##### Data records

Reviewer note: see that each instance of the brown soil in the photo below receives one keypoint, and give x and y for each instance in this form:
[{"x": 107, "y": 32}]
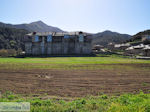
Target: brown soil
[{"x": 76, "y": 83}]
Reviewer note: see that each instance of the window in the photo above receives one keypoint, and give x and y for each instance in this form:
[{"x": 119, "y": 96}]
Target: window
[
  {"x": 66, "y": 36},
  {"x": 81, "y": 38},
  {"x": 36, "y": 38},
  {"x": 49, "y": 38}
]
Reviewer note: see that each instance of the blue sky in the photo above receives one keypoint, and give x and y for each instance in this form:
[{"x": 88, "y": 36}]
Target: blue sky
[{"x": 124, "y": 16}]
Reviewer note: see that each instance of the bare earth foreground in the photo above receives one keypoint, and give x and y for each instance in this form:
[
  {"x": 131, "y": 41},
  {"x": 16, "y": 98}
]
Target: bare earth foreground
[{"x": 77, "y": 83}]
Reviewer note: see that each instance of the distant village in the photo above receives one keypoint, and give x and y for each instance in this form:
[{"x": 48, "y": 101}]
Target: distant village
[{"x": 139, "y": 48}]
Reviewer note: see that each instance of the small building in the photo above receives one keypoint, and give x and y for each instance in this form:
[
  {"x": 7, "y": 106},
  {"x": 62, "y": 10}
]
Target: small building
[{"x": 61, "y": 43}]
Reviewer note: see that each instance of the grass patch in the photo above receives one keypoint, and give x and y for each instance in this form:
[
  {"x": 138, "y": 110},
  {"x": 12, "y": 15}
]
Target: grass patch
[
  {"x": 66, "y": 62},
  {"x": 124, "y": 103}
]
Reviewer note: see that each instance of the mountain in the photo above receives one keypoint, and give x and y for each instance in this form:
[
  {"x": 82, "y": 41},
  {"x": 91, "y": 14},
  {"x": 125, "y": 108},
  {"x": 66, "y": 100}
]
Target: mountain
[
  {"x": 139, "y": 35},
  {"x": 11, "y": 38},
  {"x": 37, "y": 26},
  {"x": 106, "y": 37}
]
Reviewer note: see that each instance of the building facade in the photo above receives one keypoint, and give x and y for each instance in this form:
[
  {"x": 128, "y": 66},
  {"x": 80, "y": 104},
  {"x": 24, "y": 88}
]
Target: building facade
[{"x": 52, "y": 43}]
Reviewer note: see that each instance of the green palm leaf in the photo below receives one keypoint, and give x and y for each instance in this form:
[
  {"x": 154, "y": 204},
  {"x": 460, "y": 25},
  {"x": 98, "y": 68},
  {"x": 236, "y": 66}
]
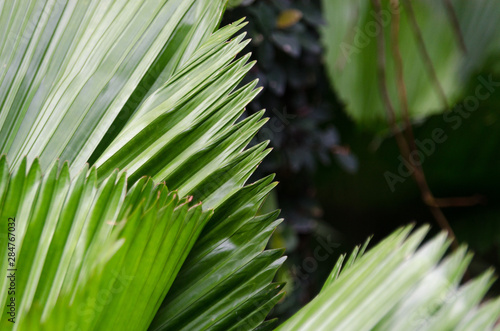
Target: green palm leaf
[
  {"x": 399, "y": 286},
  {"x": 86, "y": 253},
  {"x": 350, "y": 38},
  {"x": 147, "y": 88}
]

##########

From the listing, extract all text exactly as given and drop any picture.

-- Answer to this exercise --
Reviewer note: see that each instance of the brown soil in the photo below receives one keypoint, and give x and y for each instance in this form:
[{"x": 107, "y": 32}]
Target: brown soil
[{"x": 76, "y": 83}]
Reviewer note: see that each instance of the window in the photo above receives one keypoint, and give x and y for each instance in this form:
[{"x": 119, "y": 96}]
Target: window
[
  {"x": 66, "y": 36},
  {"x": 81, "y": 38},
  {"x": 36, "y": 38},
  {"x": 49, "y": 38}
]
Reviewer note: see that each instance of the blue sky in the photo above receives one keypoint, and give x and y for each instance in this form:
[{"x": 88, "y": 36}]
Target: blue sky
[{"x": 124, "y": 16}]
Reviewer note: see that each instance of the bare earth foreground in the photo above receives one keypoint, and give x and y for each instance in this form:
[
  {"x": 131, "y": 41},
  {"x": 16, "y": 98}
]
Target: bare earth foreground
[{"x": 77, "y": 83}]
Reviewer note: see that each instance of the distant village in the photo above receives one keypoint, and give x and y for each instance in this form:
[{"x": 48, "y": 101}]
Target: distant village
[{"x": 139, "y": 48}]
Reviewer note: see that each instance of the small building in the photo above receives one keypoint, and give x and y for each instance in this form:
[
  {"x": 7, "y": 106},
  {"x": 62, "y": 10}
]
Target: small building
[{"x": 61, "y": 43}]
Reviewer note: see that each instance of the grass patch in the photo above receives one keypoint, and give x and y for each instance in this form:
[
  {"x": 138, "y": 110},
  {"x": 12, "y": 15}
]
Target: grass patch
[
  {"x": 66, "y": 62},
  {"x": 124, "y": 103}
]
Reviewer note: see that each instance of the mountain in the photo above receives one keypoint, and give x and y for each instance in this form:
[
  {"x": 82, "y": 41},
  {"x": 91, "y": 14},
  {"x": 125, "y": 108},
  {"x": 66, "y": 100}
]
Target: mountain
[
  {"x": 139, "y": 35},
  {"x": 11, "y": 38},
  {"x": 37, "y": 26},
  {"x": 106, "y": 37}
]
Reviewer note: see that each instance of the building facade in the photo above receives one keypoint, and give x and y for each instance in this form:
[
  {"x": 128, "y": 66},
  {"x": 80, "y": 104},
  {"x": 24, "y": 88}
]
Target: building facade
[{"x": 52, "y": 43}]
Reviewer note: see that each instance of the green palm leaf in the photo below receives one keypoint, and give x and y for each instance in this form:
[
  {"x": 154, "y": 204},
  {"x": 460, "y": 25},
  {"x": 98, "y": 68},
  {"x": 236, "y": 66}
]
Target: green palm leaf
[
  {"x": 399, "y": 286},
  {"x": 86, "y": 253},
  {"x": 350, "y": 38},
  {"x": 147, "y": 88}
]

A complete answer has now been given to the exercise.